## [The task]
Set down all of the records exactly.

(Point-per-instance localization data)
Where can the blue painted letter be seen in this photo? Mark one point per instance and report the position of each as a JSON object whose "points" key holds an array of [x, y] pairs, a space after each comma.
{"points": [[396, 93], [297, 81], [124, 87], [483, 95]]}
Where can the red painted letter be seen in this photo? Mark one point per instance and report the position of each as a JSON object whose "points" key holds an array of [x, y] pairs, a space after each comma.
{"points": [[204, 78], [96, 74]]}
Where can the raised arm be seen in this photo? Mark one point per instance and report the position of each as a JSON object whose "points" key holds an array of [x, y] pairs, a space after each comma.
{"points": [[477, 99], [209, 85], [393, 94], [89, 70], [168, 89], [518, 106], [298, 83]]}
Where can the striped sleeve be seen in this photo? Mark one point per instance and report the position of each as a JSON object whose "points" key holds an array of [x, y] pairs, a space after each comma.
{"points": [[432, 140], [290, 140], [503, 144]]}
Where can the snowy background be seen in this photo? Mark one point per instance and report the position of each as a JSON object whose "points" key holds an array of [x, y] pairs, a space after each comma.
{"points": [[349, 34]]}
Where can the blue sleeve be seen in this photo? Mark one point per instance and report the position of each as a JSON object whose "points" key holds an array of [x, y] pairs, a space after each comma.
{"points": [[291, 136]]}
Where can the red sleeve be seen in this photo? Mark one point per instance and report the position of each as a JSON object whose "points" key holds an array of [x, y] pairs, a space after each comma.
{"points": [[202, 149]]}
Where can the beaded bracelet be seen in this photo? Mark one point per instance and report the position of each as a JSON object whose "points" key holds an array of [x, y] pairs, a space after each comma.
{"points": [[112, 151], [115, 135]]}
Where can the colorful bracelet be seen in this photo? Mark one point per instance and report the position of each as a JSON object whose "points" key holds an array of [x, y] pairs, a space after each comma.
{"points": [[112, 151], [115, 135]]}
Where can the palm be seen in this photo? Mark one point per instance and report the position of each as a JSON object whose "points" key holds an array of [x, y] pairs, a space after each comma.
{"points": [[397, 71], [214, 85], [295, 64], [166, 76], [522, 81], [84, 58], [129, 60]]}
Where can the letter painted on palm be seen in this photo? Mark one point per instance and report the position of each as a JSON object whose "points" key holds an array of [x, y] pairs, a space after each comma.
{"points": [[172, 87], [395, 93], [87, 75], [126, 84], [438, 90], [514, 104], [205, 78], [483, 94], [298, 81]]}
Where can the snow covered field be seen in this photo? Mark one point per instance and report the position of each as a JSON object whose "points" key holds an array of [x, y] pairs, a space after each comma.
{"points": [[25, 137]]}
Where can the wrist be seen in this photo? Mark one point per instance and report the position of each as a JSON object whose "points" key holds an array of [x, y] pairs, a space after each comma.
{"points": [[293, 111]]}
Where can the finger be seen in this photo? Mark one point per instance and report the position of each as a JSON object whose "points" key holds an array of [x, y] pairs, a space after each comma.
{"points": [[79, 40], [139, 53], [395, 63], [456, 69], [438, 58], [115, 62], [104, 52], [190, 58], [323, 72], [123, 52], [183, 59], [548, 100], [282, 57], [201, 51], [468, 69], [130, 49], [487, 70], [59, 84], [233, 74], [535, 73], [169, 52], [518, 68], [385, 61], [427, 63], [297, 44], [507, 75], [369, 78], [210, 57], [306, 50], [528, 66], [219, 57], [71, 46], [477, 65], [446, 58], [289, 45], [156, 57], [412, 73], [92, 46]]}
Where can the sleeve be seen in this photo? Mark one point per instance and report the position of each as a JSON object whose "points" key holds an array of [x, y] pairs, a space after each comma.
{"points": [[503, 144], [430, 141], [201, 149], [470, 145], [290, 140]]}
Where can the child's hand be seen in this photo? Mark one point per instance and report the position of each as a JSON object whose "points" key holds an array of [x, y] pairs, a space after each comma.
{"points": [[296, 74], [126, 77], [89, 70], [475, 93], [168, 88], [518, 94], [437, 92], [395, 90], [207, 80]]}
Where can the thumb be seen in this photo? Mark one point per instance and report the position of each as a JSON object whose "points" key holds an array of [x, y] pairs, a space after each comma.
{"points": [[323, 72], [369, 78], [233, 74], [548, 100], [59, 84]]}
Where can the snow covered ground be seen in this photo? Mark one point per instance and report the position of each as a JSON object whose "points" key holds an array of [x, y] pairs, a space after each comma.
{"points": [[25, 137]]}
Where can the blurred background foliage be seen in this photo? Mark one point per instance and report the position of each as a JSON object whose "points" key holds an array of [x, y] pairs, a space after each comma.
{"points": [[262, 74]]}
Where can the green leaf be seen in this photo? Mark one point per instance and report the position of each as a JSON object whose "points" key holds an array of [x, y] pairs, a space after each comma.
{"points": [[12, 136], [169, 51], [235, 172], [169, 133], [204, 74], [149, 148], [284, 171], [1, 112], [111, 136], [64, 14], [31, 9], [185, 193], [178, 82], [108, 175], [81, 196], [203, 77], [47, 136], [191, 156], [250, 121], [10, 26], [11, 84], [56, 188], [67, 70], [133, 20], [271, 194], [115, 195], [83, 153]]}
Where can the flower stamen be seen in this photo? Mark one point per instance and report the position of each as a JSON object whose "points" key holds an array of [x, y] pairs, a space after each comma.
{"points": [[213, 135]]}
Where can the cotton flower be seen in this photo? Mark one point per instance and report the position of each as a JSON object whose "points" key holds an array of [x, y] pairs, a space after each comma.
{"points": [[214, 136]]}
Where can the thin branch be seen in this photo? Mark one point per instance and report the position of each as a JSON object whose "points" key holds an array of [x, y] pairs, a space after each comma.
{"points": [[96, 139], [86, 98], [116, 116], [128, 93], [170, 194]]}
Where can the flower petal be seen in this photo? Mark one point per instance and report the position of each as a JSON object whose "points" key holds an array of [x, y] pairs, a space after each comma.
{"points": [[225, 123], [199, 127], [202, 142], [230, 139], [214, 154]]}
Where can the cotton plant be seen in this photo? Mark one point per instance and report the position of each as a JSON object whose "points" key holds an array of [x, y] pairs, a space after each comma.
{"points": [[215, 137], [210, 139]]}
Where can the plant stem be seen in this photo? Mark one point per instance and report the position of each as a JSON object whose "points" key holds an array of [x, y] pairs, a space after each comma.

## [Solution below]
Where can the blue painted letter be seen in this photo? Mark one point per instance and report the position of each as a JSON object whose "points" key holds an array of [x, y] pairs, a space after each comma.
{"points": [[396, 93], [297, 81], [124, 87], [483, 95]]}
Where can the red painted letter be seen in this photo? Mark one point per instance and report the position of each as a JSON object whose "points" key holds an array of [x, y] pairs, a space after each comma.
{"points": [[204, 78], [96, 74]]}
Where can the raised arm be seen in this photo? Mark one point per instance and report the position of each as a JSON object whose "points" key holds an array of [x, y] pairs, a space after each comma.
{"points": [[477, 99], [209, 85], [393, 94], [89, 70], [168, 89], [518, 106], [298, 83]]}
Where can the striped sleeve be seen in this photo? Mark one point per instance and report the position of each as a JSON object whose "points" key holds an array of [x, y] pairs, a space after each comma.
{"points": [[432, 140], [290, 140], [503, 144]]}
Where can the snowy background be seen in this photo? Mark one point per instance and report the position of each as a JSON object whose "points" key holds an array of [x, y] pairs, a space after each comma.
{"points": [[349, 34]]}
Where can the blue sleeve be seen in this photo? Mark one point per instance and report the position of each as a JSON object whose "points" key holds an array of [x, y] pairs, a space after each comma.
{"points": [[291, 136]]}
Where can the red sleeve be seen in this photo? Mark one point per instance and report the position of each as a JSON object whose "points" key holds an array of [x, y] pairs, a space after each comma.
{"points": [[202, 149]]}
Where can the beaded bracelet be seen in this photo? Mark one point per instance and report the position of each as a JSON object whose "points" key holds an array of [x, y] pairs, a space after each comma.
{"points": [[112, 151], [115, 135]]}
Where can the colorful bracelet be seen in this photo? Mark one point per instance and report the position of each as a JSON object whose "points" key holds an array of [x, y] pairs, a space after each comma.
{"points": [[112, 151], [115, 135]]}
Where can the palm be seen in this photo? Mark one point per instance and report the position of each as a JSON object whose "points" key holds an array of [x, y] pairs, a space after each comma.
{"points": [[397, 71], [214, 85], [295, 64], [166, 76], [522, 81], [84, 58], [129, 60]]}
Where can the letter painted on palm be seen in this photo? Mark one point per instance and report the position of each as a JSON object whose "points" key holds an array of [x, y] pairs, a space after each comma.
{"points": [[172, 87], [395, 93], [87, 75], [126, 84], [438, 90], [514, 104], [205, 78], [483, 94], [298, 81]]}
Where can the snow covered field be seen in this photo? Mark one point per instance and report the position of each as a JSON object whose "points" key holds an array of [x, y] pairs, a space after each comma.
{"points": [[25, 137]]}
Where can the wrist be seen in this photo? Mark one point per instance and report the position of each as a JSON object whose "points" key holds an array of [x, y] pairs, a space after each comma.
{"points": [[293, 111]]}
Where can the finger be seen in this photo? Mark one point per instance and report the position of each as a JSON object whose "points" key holds an array of [x, y] pairs, a space after each comma.
{"points": [[79, 40], [139, 53], [395, 63], [456, 69], [438, 58], [115, 62], [104, 52], [190, 58], [323, 72], [123, 52], [183, 59], [548, 100], [282, 57], [201, 51], [468, 69], [130, 49], [487, 70], [59, 84], [233, 74], [535, 73], [169, 52], [518, 68], [385, 61], [427, 63], [297, 44], [507, 75], [369, 78], [210, 57], [306, 50], [528, 66], [219, 57], [71, 46], [477, 65], [446, 58], [289, 45], [156, 57], [412, 73], [92, 46]]}
Where can the sleeve be seen in this photo? Mark one point per instance and report the position of each as a JSON object whose "points" key holds an array of [x, y] pairs, a space after each comma.
{"points": [[503, 144], [430, 141], [201, 149], [470, 145], [290, 140]]}
Where can the child's hand be seen in this photo? Mark one point per instance and report the position of each as a JSON object whose "points" key holds an array of [x, y] pairs, a space after each comma.
{"points": [[296, 74], [126, 77], [89, 70], [475, 93], [168, 88], [518, 94], [437, 92], [395, 90], [207, 80]]}
Where can the thumb be seen in this photo? Mark one point per instance and report the position of each as a JSON object whose "points" key holds an array of [x, y] pairs, a space after each comma.
{"points": [[323, 72], [369, 78], [233, 74], [548, 100], [59, 84]]}
Where can the snow covered ground be seen in this photo? Mark one point per instance and report the position of each as a JSON object whose "points" key holds an array of [x, y] pairs, a space after each comma.
{"points": [[25, 137]]}
Where can the blurred background foliage be seen in this photo? Mark one point per instance and report the position of each as a JSON object whose "points" key holds an array of [x, y] pairs, a space after each comma.
{"points": [[262, 74]]}
Where can the green leaf be seen in this photo? Mark one point per instance and report the position of each as a JSON object whose "points" key holds an array of [x, y] pairs, a space after each comma.
{"points": [[12, 136], [169, 51], [235, 172], [169, 133], [204, 74], [149, 148], [284, 171], [1, 112], [111, 136], [64, 14], [31, 9], [185, 193], [178, 82], [108, 175], [81, 196], [203, 77], [47, 136], [191, 156], [250, 121], [10, 26], [11, 84], [56, 188], [67, 70], [133, 20], [271, 194], [115, 195], [83, 153]]}
Where can the flower stamen be seen in this photo? Mark one point per instance and report the position of each as a JSON object whose "points" key holds an array of [x, y] pairs, a space after each comma.
{"points": [[213, 135]]}
Where can the cotton flower be seen in this photo? Mark one point per instance and report the position of each as a JSON object whose "points" key holds an array of [x, y] pairs, a space after each comma.
{"points": [[214, 136]]}
Where can the thin branch be seen in this photo? Mark one point per instance and report the position of each as a JSON object whose "points" key holds an array of [x, y] pairs, a space after each comma.
{"points": [[96, 139], [86, 98], [116, 116], [128, 93], [170, 194]]}
Where can the flower petal be seen in this photo? Mark one point per instance and report the position of each as a JSON object whose "points" key holds an array of [x, y] pairs, a space after each comma.
{"points": [[225, 123], [199, 127], [202, 142], [230, 139], [214, 154]]}
Where can the cotton plant be seen in this photo? Mark one point per instance and report the position of each as a JSON object whose "points" key holds an array of [x, y] pairs, a space after each comma.
{"points": [[215, 137], [210, 139]]}
Where can the plant stem be seen in this photo? Mark one point per instance and report the position of each as a JSON object whose "points" key holds an array of [x, y] pairs, a space after each comma.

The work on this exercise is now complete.